> Aufgabe: Liste alle Arten von Medien auf, die der Text über Körperkontakt in der Familie unter der Überschrift „Lektüretipps“ nennt.

> Vorliegender Text:
============================================================
Tipps, um körperliche Nähe in der Familie für alle angenehm und richtig zu gestalten
Das Bedürfnis nach Körperkontakt ist angeboren, ihn anderen zu geben und selbst zu suchen, elementar für ein harmonisches, erfülltes Miteinander. Doch während der eine nicht genug kuscheln kann, dockt der andere lieber nur kurz an. Da auch innerhalb einer Familie jeder anders tickt, sollten die jeweiligen Bedürfnisse mit Feinfühligkeit erspürt und respektiert werden. Außerdem nimmt im Lauf der Jahre der Körperkontakt zwischen Eltern und Kindern automatisch ab. Wichtig bleibt er – ein Leben lang. „Wie bei vielen anderen Tastsinnphänomenen stehen wir erst am Anfang eines umfassenden Verständnisses über die biologischen Wirkmechanismen“, so Dr. Martin Grunwald. „Doch kann schon jetzt mit Sicherheit gesagt werden, dass der zwischenmenschliche Alltag ohne ein gewisses Maß an Körperinteraktionen und Fremdberührungen nicht menschlich zu nennen wäre.“
Video: Warum Kuscheln und Berührungen so wichtig für dich sind
Wir fanden dieses Video aus der Reihe Terra Xplore über das Bedürfnis nach Berührung und die Folgen eines Mangels an Köperkontakt sehenswert:
Lektüretipps
Bücher, Internetseiten und Podcasts, die das Bedürfnis nach Körperkontakt erklären, aber auch ermutigen, sich abzugrenzen:
„Homo hapticus“ von Dr. Martin Grunwald (Droemer)
============================================================
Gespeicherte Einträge
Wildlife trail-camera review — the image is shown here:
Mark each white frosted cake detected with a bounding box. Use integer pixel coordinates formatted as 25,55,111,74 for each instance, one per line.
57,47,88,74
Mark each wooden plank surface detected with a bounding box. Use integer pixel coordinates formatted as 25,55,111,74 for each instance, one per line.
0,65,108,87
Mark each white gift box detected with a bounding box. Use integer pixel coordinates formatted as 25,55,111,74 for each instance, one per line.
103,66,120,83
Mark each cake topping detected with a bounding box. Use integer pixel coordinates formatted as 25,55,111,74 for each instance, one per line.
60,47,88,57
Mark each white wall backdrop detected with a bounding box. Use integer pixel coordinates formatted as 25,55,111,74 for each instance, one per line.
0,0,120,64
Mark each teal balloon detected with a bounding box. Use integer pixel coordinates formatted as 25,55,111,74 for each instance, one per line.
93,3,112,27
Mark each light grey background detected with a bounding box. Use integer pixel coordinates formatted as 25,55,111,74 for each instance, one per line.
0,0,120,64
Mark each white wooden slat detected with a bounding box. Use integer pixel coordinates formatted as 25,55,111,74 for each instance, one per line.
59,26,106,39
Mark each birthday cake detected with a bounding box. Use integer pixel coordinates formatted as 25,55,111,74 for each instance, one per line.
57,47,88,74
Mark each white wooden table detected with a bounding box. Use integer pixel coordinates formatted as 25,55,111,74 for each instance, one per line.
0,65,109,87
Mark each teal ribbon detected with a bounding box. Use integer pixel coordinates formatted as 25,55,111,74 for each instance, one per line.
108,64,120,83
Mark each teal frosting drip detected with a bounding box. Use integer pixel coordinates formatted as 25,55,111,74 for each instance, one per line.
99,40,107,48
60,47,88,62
============================================================
> Ergebnis:
- Bücher
- Internetseiten
- Podcasts